- The exercise: Give the lines of the records from the one containing "Every instance of the white windowsill gets" through the one containing "Please outline every instance of the white", both included, as a Markdown table with the columns No. and Line, holding a row number and the line's text, with blank lines left out.
* BEGIN Dataset records *
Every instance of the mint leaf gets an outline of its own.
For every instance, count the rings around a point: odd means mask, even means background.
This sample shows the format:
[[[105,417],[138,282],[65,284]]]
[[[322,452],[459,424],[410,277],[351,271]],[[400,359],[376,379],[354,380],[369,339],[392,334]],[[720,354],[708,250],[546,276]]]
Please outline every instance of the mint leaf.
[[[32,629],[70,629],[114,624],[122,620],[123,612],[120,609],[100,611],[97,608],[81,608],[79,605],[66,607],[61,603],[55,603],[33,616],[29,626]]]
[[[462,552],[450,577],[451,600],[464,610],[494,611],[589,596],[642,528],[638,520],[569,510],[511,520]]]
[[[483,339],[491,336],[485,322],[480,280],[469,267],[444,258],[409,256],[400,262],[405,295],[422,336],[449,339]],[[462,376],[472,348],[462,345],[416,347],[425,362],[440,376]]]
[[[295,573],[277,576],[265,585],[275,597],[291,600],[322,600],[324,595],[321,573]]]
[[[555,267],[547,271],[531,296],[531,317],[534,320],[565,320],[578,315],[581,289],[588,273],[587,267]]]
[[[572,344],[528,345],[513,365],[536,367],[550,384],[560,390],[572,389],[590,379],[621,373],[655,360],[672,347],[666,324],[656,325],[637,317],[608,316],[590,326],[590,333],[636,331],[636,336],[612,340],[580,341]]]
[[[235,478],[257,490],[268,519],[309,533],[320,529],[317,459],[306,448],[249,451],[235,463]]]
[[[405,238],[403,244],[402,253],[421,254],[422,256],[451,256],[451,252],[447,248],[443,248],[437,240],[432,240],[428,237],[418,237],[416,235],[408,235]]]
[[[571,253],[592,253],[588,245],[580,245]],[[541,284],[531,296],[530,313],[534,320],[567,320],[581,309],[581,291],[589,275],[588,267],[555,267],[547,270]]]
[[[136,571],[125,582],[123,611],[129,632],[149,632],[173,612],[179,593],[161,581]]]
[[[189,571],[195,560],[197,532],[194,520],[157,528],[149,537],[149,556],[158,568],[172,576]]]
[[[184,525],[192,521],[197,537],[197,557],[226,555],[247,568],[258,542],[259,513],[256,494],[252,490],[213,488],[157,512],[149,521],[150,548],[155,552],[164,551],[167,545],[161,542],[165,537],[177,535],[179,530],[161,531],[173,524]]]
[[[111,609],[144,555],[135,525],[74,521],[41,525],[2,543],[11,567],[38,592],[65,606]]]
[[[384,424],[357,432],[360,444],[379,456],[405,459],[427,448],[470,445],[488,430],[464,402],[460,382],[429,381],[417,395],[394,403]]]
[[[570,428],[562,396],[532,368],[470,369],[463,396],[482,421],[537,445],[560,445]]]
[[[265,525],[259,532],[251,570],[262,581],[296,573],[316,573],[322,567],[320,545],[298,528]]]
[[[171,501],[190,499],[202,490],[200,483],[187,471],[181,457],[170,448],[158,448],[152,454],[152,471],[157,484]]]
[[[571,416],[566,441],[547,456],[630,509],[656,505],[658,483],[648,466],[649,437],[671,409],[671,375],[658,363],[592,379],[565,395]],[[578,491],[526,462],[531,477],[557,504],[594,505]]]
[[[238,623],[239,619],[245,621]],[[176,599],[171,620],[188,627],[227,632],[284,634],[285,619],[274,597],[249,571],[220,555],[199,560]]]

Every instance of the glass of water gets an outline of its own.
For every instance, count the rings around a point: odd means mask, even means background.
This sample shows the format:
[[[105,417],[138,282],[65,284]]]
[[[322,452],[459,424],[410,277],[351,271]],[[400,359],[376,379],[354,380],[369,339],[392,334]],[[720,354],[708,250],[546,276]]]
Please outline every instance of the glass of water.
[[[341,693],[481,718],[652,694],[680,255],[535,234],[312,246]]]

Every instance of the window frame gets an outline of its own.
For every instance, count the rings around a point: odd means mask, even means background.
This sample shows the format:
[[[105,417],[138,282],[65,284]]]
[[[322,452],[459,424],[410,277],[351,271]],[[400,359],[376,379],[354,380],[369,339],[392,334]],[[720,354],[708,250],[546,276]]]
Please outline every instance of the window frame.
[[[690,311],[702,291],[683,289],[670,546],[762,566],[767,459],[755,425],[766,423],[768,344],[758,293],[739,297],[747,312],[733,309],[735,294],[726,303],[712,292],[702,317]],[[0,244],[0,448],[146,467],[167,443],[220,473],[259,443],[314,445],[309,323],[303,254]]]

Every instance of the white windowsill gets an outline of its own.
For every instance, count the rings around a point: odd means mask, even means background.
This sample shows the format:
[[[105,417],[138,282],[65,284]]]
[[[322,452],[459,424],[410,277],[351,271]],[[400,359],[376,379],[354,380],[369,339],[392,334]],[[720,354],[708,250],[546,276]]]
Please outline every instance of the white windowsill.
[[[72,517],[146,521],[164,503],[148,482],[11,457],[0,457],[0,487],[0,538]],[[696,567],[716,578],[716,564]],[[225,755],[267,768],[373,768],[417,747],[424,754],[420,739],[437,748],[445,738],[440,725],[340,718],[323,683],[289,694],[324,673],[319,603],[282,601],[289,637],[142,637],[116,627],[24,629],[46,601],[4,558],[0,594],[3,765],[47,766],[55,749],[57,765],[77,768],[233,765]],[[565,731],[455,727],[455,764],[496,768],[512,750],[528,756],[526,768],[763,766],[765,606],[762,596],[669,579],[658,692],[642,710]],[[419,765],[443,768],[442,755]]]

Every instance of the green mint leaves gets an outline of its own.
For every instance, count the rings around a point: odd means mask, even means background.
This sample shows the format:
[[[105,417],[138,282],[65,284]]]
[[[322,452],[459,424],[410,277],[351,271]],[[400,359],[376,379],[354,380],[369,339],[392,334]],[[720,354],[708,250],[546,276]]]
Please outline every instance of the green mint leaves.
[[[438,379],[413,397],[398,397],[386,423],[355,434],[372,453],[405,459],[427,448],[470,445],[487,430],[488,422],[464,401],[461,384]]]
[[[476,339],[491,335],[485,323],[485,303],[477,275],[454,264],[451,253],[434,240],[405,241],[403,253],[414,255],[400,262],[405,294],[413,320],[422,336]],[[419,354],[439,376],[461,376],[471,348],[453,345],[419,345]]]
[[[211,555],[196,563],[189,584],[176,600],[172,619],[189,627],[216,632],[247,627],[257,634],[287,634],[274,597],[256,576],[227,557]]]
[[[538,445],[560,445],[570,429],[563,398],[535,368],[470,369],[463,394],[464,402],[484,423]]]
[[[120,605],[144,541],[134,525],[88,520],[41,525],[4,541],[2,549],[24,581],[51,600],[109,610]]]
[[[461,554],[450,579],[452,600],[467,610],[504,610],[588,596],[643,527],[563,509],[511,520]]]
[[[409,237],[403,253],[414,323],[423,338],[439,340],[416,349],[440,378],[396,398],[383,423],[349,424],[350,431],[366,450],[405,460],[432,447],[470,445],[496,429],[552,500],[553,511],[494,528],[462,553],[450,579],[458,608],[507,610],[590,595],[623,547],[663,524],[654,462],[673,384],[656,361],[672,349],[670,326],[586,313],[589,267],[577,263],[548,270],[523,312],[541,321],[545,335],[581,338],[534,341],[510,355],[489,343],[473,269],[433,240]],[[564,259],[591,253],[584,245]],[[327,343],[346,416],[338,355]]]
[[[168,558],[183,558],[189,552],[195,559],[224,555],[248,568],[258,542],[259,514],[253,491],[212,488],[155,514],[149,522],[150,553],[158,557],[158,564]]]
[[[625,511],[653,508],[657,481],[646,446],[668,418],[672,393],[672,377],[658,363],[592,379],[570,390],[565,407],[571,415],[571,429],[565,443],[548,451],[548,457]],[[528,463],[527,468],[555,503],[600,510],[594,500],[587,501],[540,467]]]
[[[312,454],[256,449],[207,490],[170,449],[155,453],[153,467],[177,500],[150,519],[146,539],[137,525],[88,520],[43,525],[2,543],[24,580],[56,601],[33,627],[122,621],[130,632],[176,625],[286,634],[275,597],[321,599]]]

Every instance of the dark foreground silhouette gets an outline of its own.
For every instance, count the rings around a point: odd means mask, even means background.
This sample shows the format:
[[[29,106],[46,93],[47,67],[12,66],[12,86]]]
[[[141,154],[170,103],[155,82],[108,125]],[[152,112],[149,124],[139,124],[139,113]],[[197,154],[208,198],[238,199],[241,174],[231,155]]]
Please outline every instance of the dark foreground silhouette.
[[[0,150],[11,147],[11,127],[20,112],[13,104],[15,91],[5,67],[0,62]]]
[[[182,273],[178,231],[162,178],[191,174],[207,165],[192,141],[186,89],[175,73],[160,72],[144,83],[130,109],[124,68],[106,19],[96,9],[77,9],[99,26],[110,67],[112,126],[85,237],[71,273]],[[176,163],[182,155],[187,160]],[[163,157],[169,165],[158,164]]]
* END Dataset records *
- Task solution:
| No. | Line |
|---|---|
| 1 | Every instance of the white windowsill gets an outline of its own. |
| 2 | For every instance, count the rings around a point: odd means mask, even means background. |
| 3 | This sample shows the format: |
| 4 | [[[105,417],[138,282],[65,284]]] |
| 5 | [[[322,452],[459,424],[410,277],[351,271]],[[400,359],[376,379],[354,380],[369,339],[392,334]],[[720,354],[708,250],[546,276]]] |
| 6 | Please outline every instance of the white windowsill. |